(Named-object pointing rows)
● ● ● ● ●

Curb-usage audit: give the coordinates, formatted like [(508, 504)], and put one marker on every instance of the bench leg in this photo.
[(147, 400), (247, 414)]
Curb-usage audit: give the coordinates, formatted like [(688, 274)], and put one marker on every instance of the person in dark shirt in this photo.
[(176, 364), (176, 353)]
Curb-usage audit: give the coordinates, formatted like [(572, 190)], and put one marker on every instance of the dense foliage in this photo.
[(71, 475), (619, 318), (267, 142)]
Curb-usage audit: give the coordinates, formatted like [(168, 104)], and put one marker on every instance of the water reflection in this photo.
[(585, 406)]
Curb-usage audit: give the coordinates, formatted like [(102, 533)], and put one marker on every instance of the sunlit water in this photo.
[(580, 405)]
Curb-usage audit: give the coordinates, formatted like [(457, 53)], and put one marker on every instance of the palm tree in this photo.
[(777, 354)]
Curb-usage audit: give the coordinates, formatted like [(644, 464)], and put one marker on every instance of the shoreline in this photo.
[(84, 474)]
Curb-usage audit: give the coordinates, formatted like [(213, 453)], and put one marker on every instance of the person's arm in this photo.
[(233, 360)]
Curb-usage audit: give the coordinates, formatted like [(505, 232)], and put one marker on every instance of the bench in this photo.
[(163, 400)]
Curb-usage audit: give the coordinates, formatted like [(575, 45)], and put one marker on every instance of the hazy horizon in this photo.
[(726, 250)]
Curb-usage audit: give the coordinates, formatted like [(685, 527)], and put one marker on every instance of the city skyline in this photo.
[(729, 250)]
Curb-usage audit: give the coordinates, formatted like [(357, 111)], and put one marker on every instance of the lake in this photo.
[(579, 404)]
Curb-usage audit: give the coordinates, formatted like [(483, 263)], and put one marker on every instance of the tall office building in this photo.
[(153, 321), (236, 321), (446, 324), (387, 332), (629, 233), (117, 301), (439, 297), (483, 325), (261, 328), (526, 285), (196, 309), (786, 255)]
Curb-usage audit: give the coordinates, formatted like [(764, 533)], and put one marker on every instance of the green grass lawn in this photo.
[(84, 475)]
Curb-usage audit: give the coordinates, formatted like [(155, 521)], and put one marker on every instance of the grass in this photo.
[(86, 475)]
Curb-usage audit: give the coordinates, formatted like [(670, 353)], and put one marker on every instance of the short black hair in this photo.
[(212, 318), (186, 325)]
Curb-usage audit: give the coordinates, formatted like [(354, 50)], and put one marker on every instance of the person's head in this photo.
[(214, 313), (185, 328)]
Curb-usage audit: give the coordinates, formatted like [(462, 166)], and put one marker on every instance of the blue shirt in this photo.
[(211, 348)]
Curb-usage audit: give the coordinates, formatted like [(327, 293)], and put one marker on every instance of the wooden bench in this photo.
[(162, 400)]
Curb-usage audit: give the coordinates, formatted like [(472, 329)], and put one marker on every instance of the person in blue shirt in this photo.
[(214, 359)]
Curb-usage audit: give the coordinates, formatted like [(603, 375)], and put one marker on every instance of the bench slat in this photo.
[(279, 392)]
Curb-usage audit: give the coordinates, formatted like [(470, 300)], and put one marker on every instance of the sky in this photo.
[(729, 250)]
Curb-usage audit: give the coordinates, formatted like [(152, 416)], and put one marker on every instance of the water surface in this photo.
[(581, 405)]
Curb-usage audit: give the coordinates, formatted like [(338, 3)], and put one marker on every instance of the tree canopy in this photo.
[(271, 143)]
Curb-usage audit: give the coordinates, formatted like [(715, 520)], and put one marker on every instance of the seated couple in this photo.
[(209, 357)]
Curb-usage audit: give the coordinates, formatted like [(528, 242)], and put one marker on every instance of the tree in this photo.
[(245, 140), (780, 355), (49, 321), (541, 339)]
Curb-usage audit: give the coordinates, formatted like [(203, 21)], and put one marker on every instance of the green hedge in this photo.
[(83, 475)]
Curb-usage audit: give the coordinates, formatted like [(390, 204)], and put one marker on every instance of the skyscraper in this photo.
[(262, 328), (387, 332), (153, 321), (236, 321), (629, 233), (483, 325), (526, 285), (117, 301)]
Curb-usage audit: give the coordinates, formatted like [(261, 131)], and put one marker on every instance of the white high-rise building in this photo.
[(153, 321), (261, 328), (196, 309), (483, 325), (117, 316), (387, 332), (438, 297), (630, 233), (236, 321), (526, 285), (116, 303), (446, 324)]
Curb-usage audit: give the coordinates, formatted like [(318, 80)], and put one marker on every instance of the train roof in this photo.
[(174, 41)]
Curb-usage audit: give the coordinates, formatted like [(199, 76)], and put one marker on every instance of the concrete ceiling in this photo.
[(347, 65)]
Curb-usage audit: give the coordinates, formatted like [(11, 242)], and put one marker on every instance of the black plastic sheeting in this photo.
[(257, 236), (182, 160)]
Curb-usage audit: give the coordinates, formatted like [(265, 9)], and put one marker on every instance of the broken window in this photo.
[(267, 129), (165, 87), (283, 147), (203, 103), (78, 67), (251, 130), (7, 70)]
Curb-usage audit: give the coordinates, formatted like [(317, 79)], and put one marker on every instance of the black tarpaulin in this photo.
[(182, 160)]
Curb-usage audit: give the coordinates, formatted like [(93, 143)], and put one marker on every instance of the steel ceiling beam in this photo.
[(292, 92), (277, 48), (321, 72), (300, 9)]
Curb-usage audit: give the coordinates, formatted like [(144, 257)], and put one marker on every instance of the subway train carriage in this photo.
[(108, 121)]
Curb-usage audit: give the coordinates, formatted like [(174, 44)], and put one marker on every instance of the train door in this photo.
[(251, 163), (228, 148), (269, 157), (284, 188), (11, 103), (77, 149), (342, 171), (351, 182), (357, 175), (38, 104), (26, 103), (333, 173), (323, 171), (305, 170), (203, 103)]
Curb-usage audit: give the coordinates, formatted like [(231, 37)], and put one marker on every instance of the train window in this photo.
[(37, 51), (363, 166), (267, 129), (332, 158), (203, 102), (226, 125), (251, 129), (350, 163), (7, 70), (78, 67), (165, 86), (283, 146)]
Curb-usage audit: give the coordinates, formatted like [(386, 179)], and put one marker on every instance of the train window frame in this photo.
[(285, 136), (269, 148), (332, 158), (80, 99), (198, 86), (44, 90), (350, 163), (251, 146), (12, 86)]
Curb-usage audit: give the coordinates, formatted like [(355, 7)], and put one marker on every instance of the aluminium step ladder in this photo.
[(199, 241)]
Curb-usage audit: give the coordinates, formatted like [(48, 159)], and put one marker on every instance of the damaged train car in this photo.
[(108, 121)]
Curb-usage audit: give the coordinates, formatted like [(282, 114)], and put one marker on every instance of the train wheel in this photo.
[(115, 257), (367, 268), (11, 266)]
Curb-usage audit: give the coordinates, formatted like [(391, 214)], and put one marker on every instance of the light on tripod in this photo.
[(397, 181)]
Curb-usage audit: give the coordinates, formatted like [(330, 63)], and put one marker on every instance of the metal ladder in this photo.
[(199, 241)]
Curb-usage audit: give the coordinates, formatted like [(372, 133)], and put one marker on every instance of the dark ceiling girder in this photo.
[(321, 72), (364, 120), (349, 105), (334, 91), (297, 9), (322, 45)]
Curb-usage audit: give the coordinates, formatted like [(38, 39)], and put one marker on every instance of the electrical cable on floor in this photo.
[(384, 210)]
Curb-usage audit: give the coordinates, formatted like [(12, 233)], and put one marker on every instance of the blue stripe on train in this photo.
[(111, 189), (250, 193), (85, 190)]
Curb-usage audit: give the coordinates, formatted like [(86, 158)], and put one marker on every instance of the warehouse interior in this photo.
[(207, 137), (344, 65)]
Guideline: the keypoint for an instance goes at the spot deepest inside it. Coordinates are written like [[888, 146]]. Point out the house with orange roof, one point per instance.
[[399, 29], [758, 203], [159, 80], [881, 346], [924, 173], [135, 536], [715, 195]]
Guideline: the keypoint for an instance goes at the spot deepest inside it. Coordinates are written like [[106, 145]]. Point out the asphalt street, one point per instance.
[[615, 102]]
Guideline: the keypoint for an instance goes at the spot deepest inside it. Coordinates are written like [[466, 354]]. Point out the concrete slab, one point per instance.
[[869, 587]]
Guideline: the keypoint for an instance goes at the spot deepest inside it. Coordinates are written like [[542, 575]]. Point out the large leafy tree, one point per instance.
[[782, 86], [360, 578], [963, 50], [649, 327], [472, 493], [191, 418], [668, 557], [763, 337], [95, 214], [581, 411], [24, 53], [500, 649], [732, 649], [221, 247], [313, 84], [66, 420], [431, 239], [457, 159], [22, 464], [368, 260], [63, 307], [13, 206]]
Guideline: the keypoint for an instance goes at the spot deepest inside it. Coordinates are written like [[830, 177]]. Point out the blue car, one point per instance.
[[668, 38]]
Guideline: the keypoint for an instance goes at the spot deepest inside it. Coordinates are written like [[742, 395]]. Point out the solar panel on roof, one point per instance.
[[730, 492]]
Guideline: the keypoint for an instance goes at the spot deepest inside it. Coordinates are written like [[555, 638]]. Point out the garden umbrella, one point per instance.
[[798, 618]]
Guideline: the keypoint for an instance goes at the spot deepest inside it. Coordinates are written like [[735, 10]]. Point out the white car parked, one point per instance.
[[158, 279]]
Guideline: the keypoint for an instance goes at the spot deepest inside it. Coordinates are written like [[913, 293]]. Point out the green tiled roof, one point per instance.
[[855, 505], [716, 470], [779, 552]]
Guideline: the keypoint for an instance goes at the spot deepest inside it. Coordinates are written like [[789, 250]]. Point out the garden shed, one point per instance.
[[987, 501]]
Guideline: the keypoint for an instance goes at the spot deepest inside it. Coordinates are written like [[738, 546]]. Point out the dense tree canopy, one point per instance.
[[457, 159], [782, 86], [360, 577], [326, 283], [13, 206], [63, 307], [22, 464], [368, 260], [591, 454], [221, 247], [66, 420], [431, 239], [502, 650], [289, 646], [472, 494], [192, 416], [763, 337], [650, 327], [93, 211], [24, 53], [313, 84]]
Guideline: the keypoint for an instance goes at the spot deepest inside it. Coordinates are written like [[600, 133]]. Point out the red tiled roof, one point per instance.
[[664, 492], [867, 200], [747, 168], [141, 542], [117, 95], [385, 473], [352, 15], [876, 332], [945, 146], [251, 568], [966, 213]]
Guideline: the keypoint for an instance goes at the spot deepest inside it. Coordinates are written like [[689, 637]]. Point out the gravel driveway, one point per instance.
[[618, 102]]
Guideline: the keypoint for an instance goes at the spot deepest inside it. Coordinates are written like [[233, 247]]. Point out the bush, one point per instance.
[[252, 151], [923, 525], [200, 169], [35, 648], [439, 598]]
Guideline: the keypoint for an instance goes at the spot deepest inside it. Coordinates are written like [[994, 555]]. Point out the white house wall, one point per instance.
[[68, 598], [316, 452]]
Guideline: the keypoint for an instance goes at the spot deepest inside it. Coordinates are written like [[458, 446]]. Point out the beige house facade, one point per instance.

● ● ● ● ●

■ WHAT THE TASK REQUIRES
Rewrite everything from the line containing "slat in this photo." down to the line containing "[(581, 405)]", putting "lake surface" in place of "water surface" and leaving the rest of those rows unchanged.

■ WRITTEN RESPONSE
Curb-usage audit: give the coordinates, formatted like [(603, 375)], and put one marker on every instance of the bench slat in this photo.
[(279, 392)]
Curb-usage audit: give the coordinates, formatted like [(470, 300)], and put one marker on every instance of the sky in this photo.
[(729, 250)]
Curb-usage audit: give the coordinates, formatted like [(152, 416)], and put one marker on every instance of the lake surface in this photo.
[(581, 405)]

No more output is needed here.